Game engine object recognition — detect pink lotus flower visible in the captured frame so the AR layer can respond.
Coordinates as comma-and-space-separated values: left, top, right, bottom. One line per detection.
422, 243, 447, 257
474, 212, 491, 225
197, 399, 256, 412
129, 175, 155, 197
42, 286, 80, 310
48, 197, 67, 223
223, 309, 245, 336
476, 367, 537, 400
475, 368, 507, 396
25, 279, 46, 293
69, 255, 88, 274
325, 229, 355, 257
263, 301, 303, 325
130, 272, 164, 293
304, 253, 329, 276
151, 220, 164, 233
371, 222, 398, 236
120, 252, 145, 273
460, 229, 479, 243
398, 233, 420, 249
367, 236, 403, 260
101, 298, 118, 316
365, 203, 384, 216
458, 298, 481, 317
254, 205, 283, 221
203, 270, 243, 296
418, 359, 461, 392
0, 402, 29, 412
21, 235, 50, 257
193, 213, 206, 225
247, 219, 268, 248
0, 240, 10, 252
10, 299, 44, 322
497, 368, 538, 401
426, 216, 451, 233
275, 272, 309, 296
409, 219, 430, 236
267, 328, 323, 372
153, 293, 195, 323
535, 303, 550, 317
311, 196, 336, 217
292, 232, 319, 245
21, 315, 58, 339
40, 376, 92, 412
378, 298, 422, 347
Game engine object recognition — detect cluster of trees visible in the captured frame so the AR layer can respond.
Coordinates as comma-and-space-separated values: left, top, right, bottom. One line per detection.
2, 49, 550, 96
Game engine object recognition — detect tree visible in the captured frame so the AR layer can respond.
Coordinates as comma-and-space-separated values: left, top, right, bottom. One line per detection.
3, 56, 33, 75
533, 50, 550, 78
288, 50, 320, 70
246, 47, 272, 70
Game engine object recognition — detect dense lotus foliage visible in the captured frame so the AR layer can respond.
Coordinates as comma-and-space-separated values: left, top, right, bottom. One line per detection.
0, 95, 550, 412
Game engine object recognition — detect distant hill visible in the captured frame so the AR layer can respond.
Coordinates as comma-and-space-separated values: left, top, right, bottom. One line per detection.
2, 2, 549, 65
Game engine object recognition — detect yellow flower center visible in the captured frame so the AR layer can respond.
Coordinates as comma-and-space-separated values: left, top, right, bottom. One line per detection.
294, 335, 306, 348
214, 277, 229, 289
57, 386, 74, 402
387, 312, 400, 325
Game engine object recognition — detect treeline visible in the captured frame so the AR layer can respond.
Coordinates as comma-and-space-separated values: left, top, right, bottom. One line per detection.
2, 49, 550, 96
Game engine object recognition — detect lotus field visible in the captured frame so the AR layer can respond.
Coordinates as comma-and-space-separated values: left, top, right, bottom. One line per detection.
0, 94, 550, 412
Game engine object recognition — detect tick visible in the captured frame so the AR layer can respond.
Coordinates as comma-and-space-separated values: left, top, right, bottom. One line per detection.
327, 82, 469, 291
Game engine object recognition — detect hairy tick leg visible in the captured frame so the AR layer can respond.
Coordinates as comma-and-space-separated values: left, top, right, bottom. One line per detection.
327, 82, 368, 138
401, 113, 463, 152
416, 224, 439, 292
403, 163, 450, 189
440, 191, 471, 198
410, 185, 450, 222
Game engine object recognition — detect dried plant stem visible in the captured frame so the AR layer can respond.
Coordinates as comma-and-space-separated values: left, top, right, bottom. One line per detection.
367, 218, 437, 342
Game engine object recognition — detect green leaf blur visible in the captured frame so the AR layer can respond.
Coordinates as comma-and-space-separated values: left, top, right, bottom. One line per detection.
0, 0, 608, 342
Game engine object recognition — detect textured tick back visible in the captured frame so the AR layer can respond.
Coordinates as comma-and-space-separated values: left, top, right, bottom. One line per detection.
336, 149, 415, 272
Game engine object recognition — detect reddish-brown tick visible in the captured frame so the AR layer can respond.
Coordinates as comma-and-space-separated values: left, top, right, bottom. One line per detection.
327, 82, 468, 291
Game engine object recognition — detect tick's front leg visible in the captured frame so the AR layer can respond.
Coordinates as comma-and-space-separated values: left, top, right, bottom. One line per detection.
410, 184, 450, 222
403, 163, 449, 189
- - - - -
* **ANWEISUNGEN UND VORGABEN**
Schreibe den Abschnitt von der Zeile mit "Game engine object recognition — detect cluster" bis einschließlich der Zeile mit "246, 47, 272, 70" erneut ab und benenne dabei "captured frame" in "camera image" um. Alles Übrige bleibt unverändert.

* **LÖSUNG DER AUFGABE**
Game engine object recognition — detect cluster of trees visible in the camera image so the AR layer can respond.
Coordinates as comma-and-space-separated values: left, top, right, bottom. One line per detection.
2, 49, 550, 96
Game engine object recognition — detect tree visible in the camera image so the AR layer can respond.
Coordinates as comma-and-space-separated values: left, top, right, bottom. One line per detection.
3, 56, 33, 75
533, 50, 550, 78
288, 50, 320, 70
246, 47, 272, 70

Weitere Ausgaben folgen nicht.